YOUR OBJECTIVE:
Please answer these questions from the text on hospital indemnification:
(a) Past court decisions have usually held whom liable for the actions of medical students and staff?
(b) Under the usual agreement between the medical school and the hospital, who decides who will be on the teaching staff?
(c) Why would the indemnity not require the medical school to carry additional insurance?

Another area where indemnification would be useful is in the relationship between medical schools and nonuniversity hospitals that are used as teaching hospitals. Past court decisions have usually held the medical school liable for the actions of its students and staff. These decisions usually turned on the close relationship between the students, staff, and the medical school. Since the medical school staff members are also members of the hospital medical staff, the hospital could be held liable if it failed to monitor properly the competence of these medical staff members.

The problem is that the hospital is seldom able to evaluate independently the credentials of the members of the teaching staff. The usual agreement between the medical school and the hospital allows the medical school to decide who will be on the teaching staff, and it allows all members of the teaching staff to oversee the teaching in the hospital. In this type of situation, it would be in the hospital's interest to require the medical school to indemnify it against any judgments arising from the negligence of medical school personnel. Since the assets of the medical school would be large enough to pay any judgment, the indemnity would not even require the medical school to carry additional insurance. The benefits to the medical school of having the hospital accept its students is sufficiently important that the potential risk of the agreement would be offset. This balance of interests is basic to the negotiation of indemnification agreements. The hospital can exact indemnification agreements only if the use of the hospital's resources is sufficiently valuable to offset the potential costs of the agreement to the third party.

SOURCE DATA:
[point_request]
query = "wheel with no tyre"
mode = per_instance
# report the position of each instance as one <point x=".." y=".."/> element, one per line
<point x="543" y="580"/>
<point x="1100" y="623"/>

FINISHED TASK:
(a) The medical school.
(b) The medical school.
(c) The medical school's assets would be large enough to pay any judgment.